──────── Text section ────────

We are pleased to announce the winners for the 2023 Andrew T. Nadell Prize for Book Collecting. The submitted collections were creative and inspiring and the judges found it challenging to select the winners.

In the Undergraduate category, Javah Xie, a Computer Science and Philosophy major, won first place for their collection “A Philosopher’s Collection; Or, A Collector’s Philosophy.” Second place went to Lily Elman, a Trinity Program II major studying Disabled Bodies as Minority Bodies in Theory and Practice, for her collection “The Wounded Storyteller: Disability, Illness, and Memoir.” And Rebecca Schneid, an English major, won honorable mention for her collection “Barely Hidden, Yet Always Here: Queer Poetics and Queer Poetic Influences.”

In the Graduate/Professional Schools category, first place went to Joshua Shelly, a doctoral candidate in the Carolina-Duke German Studies Program, for his collection “Alte Bücher in Haifa: (Re)building a German Jewish Library in the 21st Century.” Merlin Ganzevoort, also a doctoral candidate in the Carolina-Duke German Studies Program, won second place for his collection “Turbayne, Morris, and Thomson: A Collection of Victorian Book Art.”

In addition to cash prizes ($1,500 for first, $750 for second, $500 for honorable mention), all six winners will receive any in-print Grolier Club book of their choice and a three-year membership in the Bibliographical Society of America.

──────── Supplied material ────────

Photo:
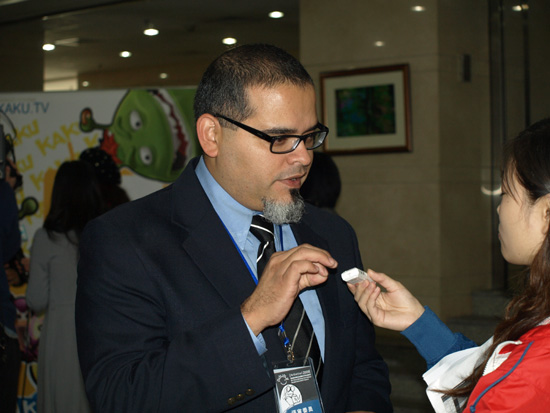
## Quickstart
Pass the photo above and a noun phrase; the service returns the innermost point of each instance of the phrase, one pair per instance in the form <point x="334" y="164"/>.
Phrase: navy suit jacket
<point x="159" y="327"/>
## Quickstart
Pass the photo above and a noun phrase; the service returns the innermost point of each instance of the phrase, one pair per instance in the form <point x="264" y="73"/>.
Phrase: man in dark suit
<point x="171" y="313"/>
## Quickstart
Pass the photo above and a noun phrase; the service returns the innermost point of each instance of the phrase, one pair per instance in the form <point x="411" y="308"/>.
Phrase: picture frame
<point x="367" y="110"/>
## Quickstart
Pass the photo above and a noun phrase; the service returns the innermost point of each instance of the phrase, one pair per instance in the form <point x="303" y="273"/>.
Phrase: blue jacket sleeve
<point x="433" y="339"/>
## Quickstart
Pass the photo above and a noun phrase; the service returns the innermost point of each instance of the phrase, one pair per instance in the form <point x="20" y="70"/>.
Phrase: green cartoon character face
<point x="152" y="132"/>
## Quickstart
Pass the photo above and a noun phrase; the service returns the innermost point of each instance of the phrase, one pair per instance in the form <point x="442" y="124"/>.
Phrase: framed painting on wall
<point x="367" y="110"/>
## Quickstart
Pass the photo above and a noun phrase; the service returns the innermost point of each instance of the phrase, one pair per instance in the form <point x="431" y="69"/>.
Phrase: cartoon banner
<point x="149" y="135"/>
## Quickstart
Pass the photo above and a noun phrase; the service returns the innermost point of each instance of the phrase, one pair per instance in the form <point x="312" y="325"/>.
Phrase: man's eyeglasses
<point x="285" y="143"/>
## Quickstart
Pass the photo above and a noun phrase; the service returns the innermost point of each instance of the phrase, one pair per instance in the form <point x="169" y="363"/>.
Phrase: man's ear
<point x="208" y="134"/>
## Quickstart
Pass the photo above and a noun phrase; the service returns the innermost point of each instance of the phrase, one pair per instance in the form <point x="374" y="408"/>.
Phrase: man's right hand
<point x="285" y="275"/>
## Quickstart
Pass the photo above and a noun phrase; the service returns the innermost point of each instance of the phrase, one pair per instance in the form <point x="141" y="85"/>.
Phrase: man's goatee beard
<point x="285" y="213"/>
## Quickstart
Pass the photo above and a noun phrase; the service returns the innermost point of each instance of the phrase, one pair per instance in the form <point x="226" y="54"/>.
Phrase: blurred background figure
<point x="322" y="186"/>
<point x="10" y="243"/>
<point x="108" y="176"/>
<point x="76" y="199"/>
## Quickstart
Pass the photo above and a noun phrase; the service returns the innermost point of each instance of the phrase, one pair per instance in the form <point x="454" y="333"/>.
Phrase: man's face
<point x="246" y="168"/>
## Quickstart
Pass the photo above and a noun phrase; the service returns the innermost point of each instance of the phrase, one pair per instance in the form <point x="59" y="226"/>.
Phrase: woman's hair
<point x="322" y="186"/>
<point x="225" y="83"/>
<point x="75" y="199"/>
<point x="527" y="158"/>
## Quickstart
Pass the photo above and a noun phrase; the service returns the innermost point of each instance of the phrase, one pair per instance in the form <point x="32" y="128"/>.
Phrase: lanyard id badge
<point x="296" y="388"/>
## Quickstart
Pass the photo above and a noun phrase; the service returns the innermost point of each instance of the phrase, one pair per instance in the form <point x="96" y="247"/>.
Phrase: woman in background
<point x="52" y="286"/>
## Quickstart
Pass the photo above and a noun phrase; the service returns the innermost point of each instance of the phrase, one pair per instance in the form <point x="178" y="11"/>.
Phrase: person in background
<point x="76" y="199"/>
<point x="513" y="375"/>
<point x="108" y="177"/>
<point x="323" y="186"/>
<point x="174" y="311"/>
<point x="10" y="243"/>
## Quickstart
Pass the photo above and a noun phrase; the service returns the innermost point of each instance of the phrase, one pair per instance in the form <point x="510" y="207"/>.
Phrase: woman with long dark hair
<point x="52" y="286"/>
<point x="513" y="374"/>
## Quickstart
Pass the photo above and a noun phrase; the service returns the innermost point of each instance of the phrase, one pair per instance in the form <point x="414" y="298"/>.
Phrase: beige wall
<point x="419" y="216"/>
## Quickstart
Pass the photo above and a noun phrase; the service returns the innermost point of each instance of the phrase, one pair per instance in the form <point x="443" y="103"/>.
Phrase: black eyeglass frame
<point x="272" y="139"/>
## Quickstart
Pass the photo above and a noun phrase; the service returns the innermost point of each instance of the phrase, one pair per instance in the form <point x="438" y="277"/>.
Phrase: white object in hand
<point x="355" y="275"/>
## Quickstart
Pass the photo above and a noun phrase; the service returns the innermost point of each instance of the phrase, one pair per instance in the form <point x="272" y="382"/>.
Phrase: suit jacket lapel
<point x="206" y="240"/>
<point x="326" y="292"/>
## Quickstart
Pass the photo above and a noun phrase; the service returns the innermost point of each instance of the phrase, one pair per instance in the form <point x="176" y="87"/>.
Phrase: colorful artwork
<point x="365" y="111"/>
<point x="151" y="137"/>
<point x="151" y="132"/>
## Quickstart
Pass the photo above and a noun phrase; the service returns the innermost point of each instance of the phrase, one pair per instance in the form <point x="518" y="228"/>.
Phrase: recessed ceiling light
<point x="150" y="30"/>
<point x="229" y="40"/>
<point x="520" y="7"/>
<point x="276" y="14"/>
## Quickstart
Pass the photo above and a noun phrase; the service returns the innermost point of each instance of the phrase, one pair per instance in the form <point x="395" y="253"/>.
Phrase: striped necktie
<point x="297" y="326"/>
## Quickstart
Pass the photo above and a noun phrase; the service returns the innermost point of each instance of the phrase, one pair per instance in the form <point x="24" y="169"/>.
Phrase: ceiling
<point x="89" y="34"/>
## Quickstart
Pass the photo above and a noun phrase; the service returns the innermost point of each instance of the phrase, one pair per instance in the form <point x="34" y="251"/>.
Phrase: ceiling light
<point x="276" y="14"/>
<point x="229" y="40"/>
<point x="150" y="30"/>
<point x="520" y="7"/>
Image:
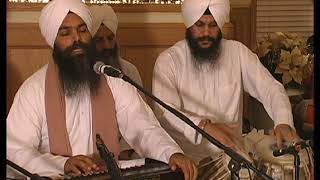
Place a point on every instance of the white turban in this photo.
(54, 13)
(192, 10)
(103, 14)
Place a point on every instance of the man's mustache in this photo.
(206, 38)
(77, 45)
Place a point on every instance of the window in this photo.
(285, 16)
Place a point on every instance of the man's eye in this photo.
(199, 24)
(83, 29)
(213, 25)
(99, 40)
(110, 38)
(64, 33)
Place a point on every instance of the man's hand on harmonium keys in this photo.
(188, 167)
(82, 165)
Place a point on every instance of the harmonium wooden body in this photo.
(152, 170)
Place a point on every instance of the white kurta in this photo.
(131, 71)
(213, 92)
(27, 133)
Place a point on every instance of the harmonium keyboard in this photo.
(152, 170)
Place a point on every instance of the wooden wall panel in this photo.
(141, 43)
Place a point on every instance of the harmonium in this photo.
(151, 170)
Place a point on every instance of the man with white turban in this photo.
(104, 33)
(204, 76)
(59, 110)
(104, 30)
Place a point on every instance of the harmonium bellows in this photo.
(152, 170)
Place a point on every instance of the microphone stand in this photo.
(107, 156)
(293, 150)
(238, 160)
(24, 172)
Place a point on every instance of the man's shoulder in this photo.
(232, 43)
(179, 47)
(36, 79)
(126, 63)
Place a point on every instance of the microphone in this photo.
(25, 172)
(107, 156)
(293, 149)
(101, 68)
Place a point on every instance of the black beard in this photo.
(76, 72)
(109, 56)
(204, 55)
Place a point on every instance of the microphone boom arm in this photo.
(181, 116)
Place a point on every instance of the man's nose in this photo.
(76, 36)
(206, 30)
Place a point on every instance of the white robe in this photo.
(213, 92)
(27, 133)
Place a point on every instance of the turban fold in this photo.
(54, 13)
(103, 14)
(192, 10)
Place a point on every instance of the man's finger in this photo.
(278, 138)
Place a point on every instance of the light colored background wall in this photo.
(144, 31)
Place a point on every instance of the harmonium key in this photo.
(152, 170)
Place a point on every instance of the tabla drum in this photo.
(282, 167)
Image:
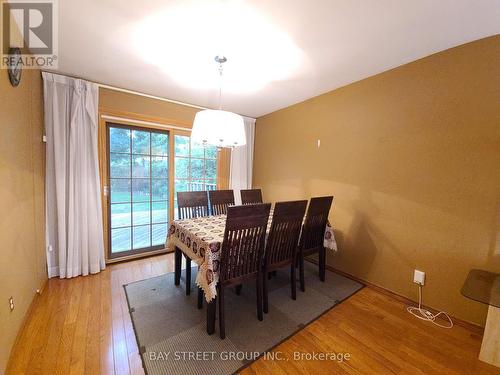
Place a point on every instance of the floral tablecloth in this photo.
(200, 239)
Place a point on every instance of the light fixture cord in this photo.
(221, 68)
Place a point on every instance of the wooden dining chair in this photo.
(251, 196)
(242, 252)
(190, 204)
(313, 235)
(220, 200)
(282, 243)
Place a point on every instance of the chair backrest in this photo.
(283, 239)
(220, 200)
(251, 196)
(191, 204)
(313, 231)
(243, 244)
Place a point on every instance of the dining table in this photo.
(200, 239)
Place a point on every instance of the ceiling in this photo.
(279, 52)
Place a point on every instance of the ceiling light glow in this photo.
(182, 41)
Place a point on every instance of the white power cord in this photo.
(425, 314)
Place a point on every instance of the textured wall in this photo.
(22, 194)
(412, 157)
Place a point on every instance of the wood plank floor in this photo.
(82, 326)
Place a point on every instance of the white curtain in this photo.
(73, 199)
(240, 176)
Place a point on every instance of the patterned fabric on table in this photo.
(201, 239)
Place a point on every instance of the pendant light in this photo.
(217, 127)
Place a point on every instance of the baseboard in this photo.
(53, 272)
(25, 319)
(475, 328)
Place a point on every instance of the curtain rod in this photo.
(114, 88)
(142, 122)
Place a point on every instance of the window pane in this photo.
(160, 190)
(176, 211)
(181, 167)
(197, 150)
(140, 189)
(211, 169)
(140, 166)
(181, 143)
(197, 185)
(197, 168)
(142, 236)
(180, 185)
(159, 144)
(119, 165)
(211, 152)
(160, 167)
(119, 140)
(142, 213)
(121, 240)
(159, 234)
(120, 215)
(160, 212)
(140, 142)
(120, 191)
(211, 184)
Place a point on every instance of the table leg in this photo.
(490, 348)
(177, 266)
(211, 307)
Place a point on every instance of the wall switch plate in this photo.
(419, 277)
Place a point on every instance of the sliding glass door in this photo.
(138, 201)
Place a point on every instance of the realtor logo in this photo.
(30, 26)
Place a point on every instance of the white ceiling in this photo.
(279, 52)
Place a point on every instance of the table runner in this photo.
(201, 238)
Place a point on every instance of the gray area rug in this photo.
(171, 331)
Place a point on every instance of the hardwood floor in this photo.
(82, 326)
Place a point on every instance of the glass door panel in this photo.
(139, 191)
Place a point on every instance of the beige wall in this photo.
(412, 157)
(22, 228)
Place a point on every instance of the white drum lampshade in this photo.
(219, 128)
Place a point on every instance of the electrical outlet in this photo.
(419, 277)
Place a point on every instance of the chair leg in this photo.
(177, 266)
(211, 307)
(301, 272)
(265, 292)
(238, 289)
(322, 264)
(260, 277)
(188, 276)
(222, 325)
(200, 298)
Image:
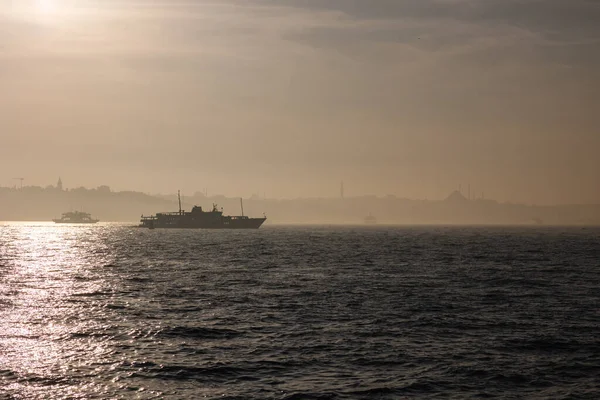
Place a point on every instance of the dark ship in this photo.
(76, 217)
(370, 219)
(200, 219)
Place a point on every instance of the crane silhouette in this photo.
(20, 179)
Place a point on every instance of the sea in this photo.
(112, 311)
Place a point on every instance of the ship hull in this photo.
(73, 222)
(249, 223)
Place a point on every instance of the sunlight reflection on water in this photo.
(42, 267)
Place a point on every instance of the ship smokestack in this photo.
(179, 199)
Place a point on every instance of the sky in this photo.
(288, 98)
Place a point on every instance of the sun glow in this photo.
(46, 6)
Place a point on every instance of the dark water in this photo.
(299, 313)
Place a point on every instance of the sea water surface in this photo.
(116, 312)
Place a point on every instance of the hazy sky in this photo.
(288, 98)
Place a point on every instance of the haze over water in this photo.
(110, 311)
(288, 98)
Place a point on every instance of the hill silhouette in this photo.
(33, 203)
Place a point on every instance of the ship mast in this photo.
(179, 198)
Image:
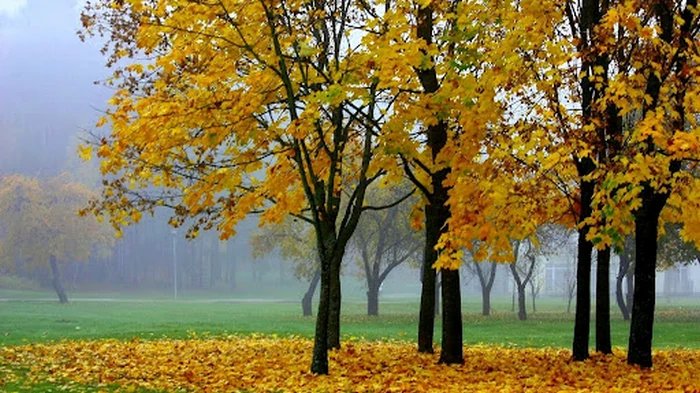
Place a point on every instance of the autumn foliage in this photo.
(259, 364)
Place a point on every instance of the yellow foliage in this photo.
(261, 364)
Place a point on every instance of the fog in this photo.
(48, 101)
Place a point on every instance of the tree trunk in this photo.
(426, 318)
(630, 289)
(306, 306)
(334, 306)
(438, 286)
(485, 301)
(373, 300)
(602, 307)
(619, 295)
(451, 318)
(522, 305)
(319, 363)
(582, 324)
(57, 285)
(642, 325)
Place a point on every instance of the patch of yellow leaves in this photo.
(270, 364)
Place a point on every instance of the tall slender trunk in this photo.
(451, 318)
(602, 307)
(520, 288)
(334, 306)
(426, 318)
(646, 233)
(319, 363)
(57, 284)
(619, 291)
(582, 324)
(373, 299)
(485, 301)
(306, 306)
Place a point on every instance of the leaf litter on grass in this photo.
(264, 364)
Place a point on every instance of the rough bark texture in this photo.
(520, 287)
(619, 291)
(306, 305)
(426, 318)
(373, 300)
(57, 284)
(486, 285)
(319, 363)
(451, 318)
(334, 307)
(642, 325)
(582, 324)
(602, 311)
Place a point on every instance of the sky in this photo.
(47, 94)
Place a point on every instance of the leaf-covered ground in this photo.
(259, 364)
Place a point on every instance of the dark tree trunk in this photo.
(486, 285)
(319, 363)
(630, 289)
(426, 318)
(438, 286)
(582, 324)
(306, 306)
(485, 301)
(334, 307)
(602, 309)
(451, 318)
(522, 305)
(57, 284)
(619, 291)
(520, 287)
(373, 300)
(646, 232)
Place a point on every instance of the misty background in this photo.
(49, 99)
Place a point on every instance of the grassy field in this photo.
(42, 321)
(99, 316)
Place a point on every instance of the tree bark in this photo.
(334, 306)
(646, 233)
(451, 318)
(602, 309)
(426, 317)
(57, 284)
(306, 306)
(619, 292)
(373, 300)
(582, 324)
(486, 285)
(319, 362)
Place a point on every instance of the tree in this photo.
(41, 227)
(294, 239)
(384, 240)
(232, 89)
(522, 272)
(487, 276)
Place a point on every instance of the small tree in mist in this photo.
(294, 241)
(40, 227)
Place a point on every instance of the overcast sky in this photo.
(46, 79)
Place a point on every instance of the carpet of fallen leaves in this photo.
(260, 364)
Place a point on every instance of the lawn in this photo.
(198, 321)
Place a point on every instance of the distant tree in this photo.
(383, 241)
(40, 226)
(486, 273)
(294, 240)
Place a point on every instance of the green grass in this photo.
(33, 321)
(40, 321)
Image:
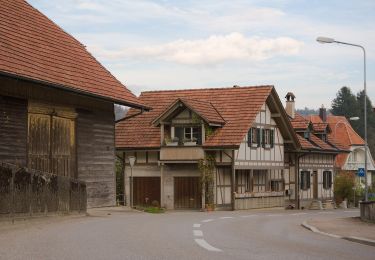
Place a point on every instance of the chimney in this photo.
(323, 113)
(290, 105)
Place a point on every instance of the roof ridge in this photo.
(206, 88)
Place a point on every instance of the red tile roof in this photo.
(299, 122)
(238, 107)
(34, 48)
(206, 110)
(343, 131)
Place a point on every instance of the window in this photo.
(243, 181)
(259, 177)
(305, 180)
(253, 137)
(268, 138)
(187, 134)
(277, 185)
(327, 180)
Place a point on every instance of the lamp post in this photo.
(131, 162)
(330, 40)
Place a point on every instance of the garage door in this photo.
(187, 193)
(146, 190)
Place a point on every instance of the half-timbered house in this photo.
(313, 167)
(245, 129)
(343, 131)
(56, 102)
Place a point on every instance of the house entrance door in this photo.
(187, 193)
(315, 184)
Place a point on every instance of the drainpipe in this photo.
(233, 182)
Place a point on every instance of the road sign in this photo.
(361, 172)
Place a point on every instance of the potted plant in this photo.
(190, 142)
(207, 168)
(171, 142)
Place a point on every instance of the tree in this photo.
(345, 103)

────────

Work instructions.
- A) In the prize announcement, write out the passage starting with "We are pleased" and going on through "select the winners.", swapping "challenging" for "difficult".
- B) According to the prize announcement, how much is the cash prize for second place?
- C) Take the prize announcement further from its last sentence.
These records have no connection to the text.

Per-task answers.
- A)
We are pleased to announce the winners for the 2023 Andrew T. Nadell Prize for Book Collecting. The submitted collections were creative and inspiring and the judges found it difficult to select the winners.

- B) $750

- C)
Since 1947, the Duke University Libraries have awarded the prize in alternate years to promote reading for enjoyment and the development of students’ personal libraries.  In recent years, winners of the Andrew T. Nadell Prize for Book Collecting have gone on to place highly at the National Collegiate Book Collecting Contest, hosted by the Library of Congress. The Andrew T. Nadell Prize for Book Collecting is named for Dr. Andrew T. Nadell M’74, who began collecting rare books when he was a student at Duke.  He now collects early books and manuscripts on the learned professions and skilled trades, an expansion of his earlier interest in medicine as a profession.  With his wife, Eleanore Edwards Ramsey, he also collects the nineteenth-century Gothic Revival.  He credits his interest in rare books to two of his mentors at Duke, Professor of Medical Bibliography G.S.T. Cavanagh and Professor of the History of Medicine Gert H. Brieger. We greatly appreciate Dr. Nadell’s support of this prize.